The records:
+ + + + +
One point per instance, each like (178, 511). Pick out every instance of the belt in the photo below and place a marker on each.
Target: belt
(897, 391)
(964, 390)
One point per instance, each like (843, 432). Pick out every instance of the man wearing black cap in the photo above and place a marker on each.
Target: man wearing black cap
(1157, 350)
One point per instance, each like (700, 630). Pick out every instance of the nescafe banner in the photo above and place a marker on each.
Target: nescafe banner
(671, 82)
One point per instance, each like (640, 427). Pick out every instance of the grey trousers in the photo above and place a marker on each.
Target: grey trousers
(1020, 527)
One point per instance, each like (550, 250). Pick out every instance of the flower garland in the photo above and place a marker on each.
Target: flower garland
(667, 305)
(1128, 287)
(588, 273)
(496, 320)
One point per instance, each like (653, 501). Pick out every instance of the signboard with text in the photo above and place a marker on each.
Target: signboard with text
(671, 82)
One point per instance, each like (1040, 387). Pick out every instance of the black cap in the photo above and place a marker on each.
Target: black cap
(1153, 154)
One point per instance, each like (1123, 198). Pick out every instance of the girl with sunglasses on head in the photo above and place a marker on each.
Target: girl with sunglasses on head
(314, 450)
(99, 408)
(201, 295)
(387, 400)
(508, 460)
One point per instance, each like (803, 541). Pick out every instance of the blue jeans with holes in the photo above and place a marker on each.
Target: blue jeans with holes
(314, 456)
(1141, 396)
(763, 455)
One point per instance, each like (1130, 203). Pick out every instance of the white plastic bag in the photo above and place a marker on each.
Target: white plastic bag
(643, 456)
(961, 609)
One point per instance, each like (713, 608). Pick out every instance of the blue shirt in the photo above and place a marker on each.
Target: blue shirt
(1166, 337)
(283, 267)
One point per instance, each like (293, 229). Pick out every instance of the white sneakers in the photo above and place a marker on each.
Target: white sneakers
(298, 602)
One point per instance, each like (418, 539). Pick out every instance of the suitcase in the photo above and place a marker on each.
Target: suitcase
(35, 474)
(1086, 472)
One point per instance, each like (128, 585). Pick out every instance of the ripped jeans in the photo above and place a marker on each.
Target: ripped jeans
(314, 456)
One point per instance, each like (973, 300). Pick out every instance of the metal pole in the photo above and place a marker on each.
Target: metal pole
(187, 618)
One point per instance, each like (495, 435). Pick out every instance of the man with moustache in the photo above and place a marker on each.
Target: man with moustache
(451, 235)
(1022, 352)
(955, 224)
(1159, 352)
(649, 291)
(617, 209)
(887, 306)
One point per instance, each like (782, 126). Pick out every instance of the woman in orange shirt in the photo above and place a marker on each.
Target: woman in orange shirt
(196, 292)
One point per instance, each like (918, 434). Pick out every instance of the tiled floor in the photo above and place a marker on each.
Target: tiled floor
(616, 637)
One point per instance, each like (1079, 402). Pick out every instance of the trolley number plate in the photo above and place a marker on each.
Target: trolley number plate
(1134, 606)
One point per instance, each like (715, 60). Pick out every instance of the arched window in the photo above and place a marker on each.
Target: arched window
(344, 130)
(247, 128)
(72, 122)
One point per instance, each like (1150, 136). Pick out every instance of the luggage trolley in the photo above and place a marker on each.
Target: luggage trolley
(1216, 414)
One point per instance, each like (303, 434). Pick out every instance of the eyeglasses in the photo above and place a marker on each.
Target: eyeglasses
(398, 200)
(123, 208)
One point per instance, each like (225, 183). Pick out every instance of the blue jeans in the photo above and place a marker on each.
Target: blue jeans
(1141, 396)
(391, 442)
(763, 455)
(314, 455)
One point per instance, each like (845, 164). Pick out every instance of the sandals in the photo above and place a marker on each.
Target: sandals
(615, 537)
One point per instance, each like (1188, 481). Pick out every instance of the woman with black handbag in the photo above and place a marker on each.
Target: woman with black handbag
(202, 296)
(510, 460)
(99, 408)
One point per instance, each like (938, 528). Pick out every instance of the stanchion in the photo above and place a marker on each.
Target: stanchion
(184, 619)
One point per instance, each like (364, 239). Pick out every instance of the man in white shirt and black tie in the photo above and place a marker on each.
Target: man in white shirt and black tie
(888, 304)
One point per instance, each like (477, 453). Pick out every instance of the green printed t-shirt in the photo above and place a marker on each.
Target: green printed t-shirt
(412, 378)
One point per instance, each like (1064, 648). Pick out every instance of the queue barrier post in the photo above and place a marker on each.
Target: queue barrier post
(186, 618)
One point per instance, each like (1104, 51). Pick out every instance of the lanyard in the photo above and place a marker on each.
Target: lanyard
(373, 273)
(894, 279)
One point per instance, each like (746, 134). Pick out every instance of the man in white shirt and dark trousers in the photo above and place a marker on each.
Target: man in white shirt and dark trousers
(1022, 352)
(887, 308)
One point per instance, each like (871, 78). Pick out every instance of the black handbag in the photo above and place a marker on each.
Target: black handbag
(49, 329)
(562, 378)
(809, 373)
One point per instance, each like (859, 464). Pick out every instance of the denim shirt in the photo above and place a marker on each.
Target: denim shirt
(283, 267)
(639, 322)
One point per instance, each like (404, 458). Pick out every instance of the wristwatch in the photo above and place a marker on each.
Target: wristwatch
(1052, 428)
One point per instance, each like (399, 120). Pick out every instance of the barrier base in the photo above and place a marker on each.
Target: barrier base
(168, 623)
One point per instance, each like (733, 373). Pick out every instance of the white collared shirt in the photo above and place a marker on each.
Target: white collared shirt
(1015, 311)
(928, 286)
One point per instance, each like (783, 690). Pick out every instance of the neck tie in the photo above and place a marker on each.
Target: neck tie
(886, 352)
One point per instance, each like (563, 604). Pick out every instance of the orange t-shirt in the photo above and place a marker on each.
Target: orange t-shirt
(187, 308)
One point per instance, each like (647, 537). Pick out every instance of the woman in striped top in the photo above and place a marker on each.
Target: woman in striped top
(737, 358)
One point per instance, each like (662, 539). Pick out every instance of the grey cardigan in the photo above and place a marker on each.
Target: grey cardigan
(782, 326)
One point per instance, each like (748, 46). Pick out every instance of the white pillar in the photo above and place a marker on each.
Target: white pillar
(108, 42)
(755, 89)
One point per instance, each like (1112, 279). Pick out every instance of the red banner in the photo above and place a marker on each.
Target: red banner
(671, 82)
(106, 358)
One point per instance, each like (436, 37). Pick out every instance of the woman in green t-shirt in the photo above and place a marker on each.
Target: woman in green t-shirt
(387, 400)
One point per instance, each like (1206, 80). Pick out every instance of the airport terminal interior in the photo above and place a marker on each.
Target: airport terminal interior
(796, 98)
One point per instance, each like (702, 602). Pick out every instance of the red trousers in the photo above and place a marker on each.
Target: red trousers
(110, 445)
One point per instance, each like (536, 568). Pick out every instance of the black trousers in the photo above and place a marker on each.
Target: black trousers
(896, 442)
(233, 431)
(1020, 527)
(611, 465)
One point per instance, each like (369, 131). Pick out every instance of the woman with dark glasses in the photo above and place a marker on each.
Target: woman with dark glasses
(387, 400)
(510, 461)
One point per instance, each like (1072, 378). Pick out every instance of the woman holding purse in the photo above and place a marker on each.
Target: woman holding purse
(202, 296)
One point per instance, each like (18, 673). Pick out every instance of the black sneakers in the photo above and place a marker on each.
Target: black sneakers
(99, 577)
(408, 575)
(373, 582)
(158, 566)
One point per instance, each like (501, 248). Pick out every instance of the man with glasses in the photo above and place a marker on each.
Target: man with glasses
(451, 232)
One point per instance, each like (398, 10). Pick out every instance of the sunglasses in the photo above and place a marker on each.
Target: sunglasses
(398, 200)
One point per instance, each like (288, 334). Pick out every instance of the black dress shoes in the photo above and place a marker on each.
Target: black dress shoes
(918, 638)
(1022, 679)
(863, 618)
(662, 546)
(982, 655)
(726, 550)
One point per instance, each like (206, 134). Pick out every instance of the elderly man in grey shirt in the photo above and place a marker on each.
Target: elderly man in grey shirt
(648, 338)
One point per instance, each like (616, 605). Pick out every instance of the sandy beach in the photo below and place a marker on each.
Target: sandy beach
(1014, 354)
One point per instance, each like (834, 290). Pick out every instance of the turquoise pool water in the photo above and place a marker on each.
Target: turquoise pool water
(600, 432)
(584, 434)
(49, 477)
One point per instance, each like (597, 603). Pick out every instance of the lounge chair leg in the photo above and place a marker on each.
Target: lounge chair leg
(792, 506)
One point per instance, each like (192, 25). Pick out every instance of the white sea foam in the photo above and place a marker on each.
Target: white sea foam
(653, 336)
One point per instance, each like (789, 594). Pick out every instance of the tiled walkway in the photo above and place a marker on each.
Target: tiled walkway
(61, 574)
+ + + + +
Task description:
Among the lines above, find those carrying the word "below" and copy them out.

Answer:
One point per instance, each like (178, 511). Pick out every instance of the belt in the photo below and place a marker on each.
One point per instance, each like (616, 605). Pick out every instance of the sandy beach in the photo below and place a marker on each.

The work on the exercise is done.